◆ Reading passage ◆
______
Dive Club 🤿 — Ep: “Designing Frontier Interfaces at Neuralink and Apple”
Guest: Rooz Mahdavian (Design Engineer, Neuralink; formerly Apple)
Host: Ridd
Date: October 3, 2025
Overview
In this riveting Deep Dive, Ridd sits down with Rooz Mahdavian to explore the bleeding edge of interface design: neural interfaces. From early inspirations involving FMRI movies to Apple Watch Faces and on to pioneering everyday brain-computer interaction (BCI) at Neuralink, Rooz shares rare insight into inventing UX for users who navigate their world in fundamentally new ways. The episode is a masterclass in first-principles design thinking where constraints, empathy, and ambition converge to reimagine computing.
Key Themes & Discussion Points
1. What Is a Frontier Interface?
[00:00] — [07:26]
- Ridd opens by spotlighting the contrast between B2B SaaS and truly novel interfaces: “We talk a lot about craft in B2B SaaS, but what's it like designing frontier interfaces?”
- Rooz defines “frontier interface” as inventing for unknown interaction models — designing for intent beyond mouse, touch, even hands:
- “Historically, the interaction model…is usually a function of just what the input mechanism is…If you have a neural interface...you could potentially read [intent] directly.” ([07:26], Rooz)
2. Rooz’s Origin Story: From FMRI Dreams to Apple & Neuralink
[01:23] — [05:16]
- Early fascination grew from Berkeley research reconstructing movie frames from FMRI data — “a movie of what they're thinking...it was hard to let go of, it was just unbelievable.” ([01:23], Rooz)
______
◆ Task requirements ◆
Quote the passage from the episode notes starting at "Dive Club 🤿" and ending at "to reimagine computing.".

◆ Supplied material ◆
______
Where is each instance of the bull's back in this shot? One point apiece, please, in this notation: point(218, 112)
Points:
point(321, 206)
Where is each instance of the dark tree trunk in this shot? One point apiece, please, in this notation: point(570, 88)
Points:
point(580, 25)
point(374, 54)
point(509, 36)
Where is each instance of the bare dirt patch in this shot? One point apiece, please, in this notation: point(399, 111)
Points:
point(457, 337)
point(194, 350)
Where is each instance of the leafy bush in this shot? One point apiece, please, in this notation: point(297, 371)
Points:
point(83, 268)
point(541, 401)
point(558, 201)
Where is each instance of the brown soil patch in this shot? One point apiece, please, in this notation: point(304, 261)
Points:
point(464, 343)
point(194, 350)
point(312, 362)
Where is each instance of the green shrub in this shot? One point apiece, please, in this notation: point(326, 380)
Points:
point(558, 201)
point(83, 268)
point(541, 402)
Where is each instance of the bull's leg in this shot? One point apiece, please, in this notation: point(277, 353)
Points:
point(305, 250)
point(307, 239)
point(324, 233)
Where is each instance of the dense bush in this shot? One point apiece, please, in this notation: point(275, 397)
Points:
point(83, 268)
______
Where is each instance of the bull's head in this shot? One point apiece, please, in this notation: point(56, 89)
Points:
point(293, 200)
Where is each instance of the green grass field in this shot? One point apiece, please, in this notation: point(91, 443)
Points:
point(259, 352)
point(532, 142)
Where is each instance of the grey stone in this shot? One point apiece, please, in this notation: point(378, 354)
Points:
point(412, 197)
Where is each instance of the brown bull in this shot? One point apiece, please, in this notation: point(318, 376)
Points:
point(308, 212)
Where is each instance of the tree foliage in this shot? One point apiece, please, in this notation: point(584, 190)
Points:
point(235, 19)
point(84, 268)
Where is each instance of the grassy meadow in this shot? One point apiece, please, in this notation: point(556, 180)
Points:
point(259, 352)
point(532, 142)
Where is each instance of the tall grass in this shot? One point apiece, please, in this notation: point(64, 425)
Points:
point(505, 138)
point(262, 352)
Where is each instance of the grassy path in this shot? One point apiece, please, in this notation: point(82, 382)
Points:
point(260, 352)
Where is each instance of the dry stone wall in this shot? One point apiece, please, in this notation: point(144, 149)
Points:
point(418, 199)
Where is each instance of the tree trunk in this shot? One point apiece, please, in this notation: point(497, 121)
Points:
______
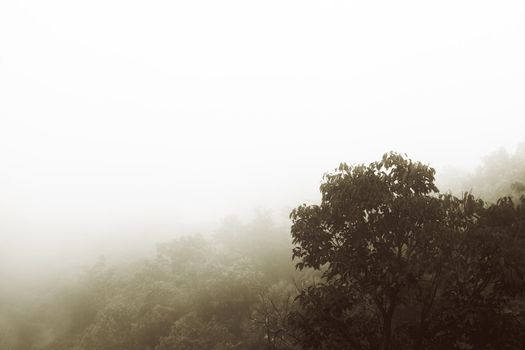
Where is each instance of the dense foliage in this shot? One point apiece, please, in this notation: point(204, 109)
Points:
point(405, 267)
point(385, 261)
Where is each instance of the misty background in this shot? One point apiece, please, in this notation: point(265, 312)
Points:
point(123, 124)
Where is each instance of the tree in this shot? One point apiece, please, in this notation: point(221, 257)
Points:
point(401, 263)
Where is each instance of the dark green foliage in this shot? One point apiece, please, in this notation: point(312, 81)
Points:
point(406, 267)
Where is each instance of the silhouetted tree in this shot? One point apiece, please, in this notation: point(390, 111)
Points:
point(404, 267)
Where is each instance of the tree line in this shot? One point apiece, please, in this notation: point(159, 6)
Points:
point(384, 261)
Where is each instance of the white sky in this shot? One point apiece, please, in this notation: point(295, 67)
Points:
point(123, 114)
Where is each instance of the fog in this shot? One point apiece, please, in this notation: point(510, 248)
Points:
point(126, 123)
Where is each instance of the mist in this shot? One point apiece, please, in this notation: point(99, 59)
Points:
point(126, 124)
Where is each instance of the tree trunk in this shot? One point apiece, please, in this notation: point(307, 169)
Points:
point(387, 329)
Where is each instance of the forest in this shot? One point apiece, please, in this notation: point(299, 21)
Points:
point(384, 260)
______
◆ Full response ◆
Dive Club 🤿 — Ep: “Designing Frontier Interfaces at Neuralink and Apple”
Guest: Rooz Mahdavian (Design Engineer, Neuralink; formerly Apple)
Host: Ridd
Date: October 3, 2025
Overview
In this riveting Deep Dive, Ridd sits down with Rooz Mahdavian to explore the bleeding edge of interface design: neural interfaces. From early inspirations involving FMRI movies to Apple Watch Faces and on to pioneering everyday brain-computer interaction (BCI) at Neuralink, Rooz shares rare insight into inventing UX for users who navigate their world in fundamentally new ways. The episode is a masterclass in first-principles design thinking where constraints, empathy, and ambition converge to reimagine computing.